__Try it__
According to the article on CAR T-cell therapy below, how many products are now indicated for advanced B-cell non-Hodgkin lymphoma?

=== Extract provided ===

The professor of medicine and director of the Hematopoietic Stem Cell Transplantation Program at University of Chicago Medicine described the impact of CAR T-cell therapy on the hematologic cancer landscape.
This content originally appeared on our sister site, Targeted Oncology.
Physicians are anticipating a first indication of chimeric antigen receptor (CAR) T-cell therapy in multiple myeloma, after the therapy has made significant impacts in patient care in areas it is approved: non-Hodgkin lymphoma and pediatric and young adult acute lymphoblastic leukemia (ALL). Other recent approvals have been made in mantle cell lymphoma.
Targeted Oncology spoke with Michael Bishop, MD, a professor of medicine and director of Hematopoietic Stem Cell Transplantation Program at University of Chicago Medicine, about the different settings where CAR T-cell therapy is used.
Starting with ALL for the pediatric population, CAR T cells have been a game changer, according to Bishop. These young patients have median overall survivals of less than 6 months, but the high response rates with CAR T are enabling them to potentially go on to an allogeneic stem cell transplant and in some cases, be free of disease.
In the non-Hodgkin lymphoma setting, there are now 3 products indicated for advanced B-cell non-Hodgkin lymphoma, which is significant for patients with totally refractory disease. There is this therapeutic option that is potentially curative. Bishop says investigators are seeing patients out to 5 years without any further therapy after receiving CAR T cells.

=== Given data ===

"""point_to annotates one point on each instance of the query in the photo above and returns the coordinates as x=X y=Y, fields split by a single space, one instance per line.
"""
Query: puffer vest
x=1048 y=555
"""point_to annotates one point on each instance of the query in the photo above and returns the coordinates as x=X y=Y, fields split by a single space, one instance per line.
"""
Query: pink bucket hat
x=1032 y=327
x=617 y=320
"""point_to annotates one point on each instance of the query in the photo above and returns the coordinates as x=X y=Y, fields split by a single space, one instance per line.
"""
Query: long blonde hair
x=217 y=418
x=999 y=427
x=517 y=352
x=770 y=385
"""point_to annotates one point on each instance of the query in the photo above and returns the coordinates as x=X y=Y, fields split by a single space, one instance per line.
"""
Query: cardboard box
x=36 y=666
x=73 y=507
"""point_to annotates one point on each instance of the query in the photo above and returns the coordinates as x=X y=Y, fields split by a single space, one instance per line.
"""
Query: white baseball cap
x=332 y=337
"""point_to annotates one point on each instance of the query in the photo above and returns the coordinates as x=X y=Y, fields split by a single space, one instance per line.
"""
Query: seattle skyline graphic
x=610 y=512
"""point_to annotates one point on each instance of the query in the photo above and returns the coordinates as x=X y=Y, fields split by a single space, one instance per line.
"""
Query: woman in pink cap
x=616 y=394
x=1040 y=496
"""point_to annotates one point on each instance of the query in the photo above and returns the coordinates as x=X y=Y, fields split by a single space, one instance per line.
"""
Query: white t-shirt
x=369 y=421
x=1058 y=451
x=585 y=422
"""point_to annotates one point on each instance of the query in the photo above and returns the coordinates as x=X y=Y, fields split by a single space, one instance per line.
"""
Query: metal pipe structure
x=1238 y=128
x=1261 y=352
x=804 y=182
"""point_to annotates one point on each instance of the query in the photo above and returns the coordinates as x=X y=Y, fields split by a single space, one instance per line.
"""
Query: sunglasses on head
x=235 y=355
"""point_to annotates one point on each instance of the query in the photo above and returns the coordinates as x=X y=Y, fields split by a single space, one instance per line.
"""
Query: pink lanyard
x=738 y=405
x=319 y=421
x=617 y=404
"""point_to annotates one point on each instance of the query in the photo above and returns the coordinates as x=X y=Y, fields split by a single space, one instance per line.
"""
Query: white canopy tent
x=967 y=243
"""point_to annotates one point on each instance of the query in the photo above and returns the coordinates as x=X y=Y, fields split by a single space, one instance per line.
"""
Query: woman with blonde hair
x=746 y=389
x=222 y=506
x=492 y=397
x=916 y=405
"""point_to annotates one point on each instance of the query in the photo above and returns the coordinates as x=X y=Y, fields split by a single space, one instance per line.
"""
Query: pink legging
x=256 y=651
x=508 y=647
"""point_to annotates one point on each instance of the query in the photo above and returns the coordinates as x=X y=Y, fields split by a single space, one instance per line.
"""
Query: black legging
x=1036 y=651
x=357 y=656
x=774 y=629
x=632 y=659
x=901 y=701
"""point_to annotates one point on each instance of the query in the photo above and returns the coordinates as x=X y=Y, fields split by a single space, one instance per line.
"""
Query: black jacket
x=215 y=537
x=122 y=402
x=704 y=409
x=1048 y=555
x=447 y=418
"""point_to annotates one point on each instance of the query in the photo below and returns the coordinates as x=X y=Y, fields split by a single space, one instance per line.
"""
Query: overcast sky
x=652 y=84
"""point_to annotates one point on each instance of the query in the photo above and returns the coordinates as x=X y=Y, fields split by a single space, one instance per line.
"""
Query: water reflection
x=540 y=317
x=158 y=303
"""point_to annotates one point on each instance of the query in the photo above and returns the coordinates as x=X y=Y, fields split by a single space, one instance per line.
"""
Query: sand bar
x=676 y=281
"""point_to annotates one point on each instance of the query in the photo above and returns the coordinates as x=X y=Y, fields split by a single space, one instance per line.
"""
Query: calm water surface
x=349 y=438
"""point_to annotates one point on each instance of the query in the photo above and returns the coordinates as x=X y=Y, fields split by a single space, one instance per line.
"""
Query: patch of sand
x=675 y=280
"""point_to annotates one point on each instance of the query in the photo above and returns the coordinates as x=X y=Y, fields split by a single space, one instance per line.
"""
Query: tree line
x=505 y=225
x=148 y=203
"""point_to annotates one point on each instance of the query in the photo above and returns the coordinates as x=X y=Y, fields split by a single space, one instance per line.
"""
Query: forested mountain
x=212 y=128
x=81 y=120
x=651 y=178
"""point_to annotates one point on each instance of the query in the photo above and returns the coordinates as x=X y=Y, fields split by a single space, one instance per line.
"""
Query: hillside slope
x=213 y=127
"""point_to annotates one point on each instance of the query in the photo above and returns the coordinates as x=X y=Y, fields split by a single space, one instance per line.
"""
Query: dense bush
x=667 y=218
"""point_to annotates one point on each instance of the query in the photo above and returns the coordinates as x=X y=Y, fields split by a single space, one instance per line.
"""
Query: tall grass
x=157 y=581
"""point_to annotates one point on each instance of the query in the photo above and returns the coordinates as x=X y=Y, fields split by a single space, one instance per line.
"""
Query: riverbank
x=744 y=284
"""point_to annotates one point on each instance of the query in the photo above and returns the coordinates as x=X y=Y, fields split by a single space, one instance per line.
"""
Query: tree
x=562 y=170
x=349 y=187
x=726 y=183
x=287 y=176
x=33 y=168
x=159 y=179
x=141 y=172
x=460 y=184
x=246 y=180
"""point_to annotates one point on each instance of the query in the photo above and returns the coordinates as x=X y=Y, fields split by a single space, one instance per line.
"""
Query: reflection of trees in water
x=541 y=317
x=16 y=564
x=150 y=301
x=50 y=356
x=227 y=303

===

__Response to this task__
Three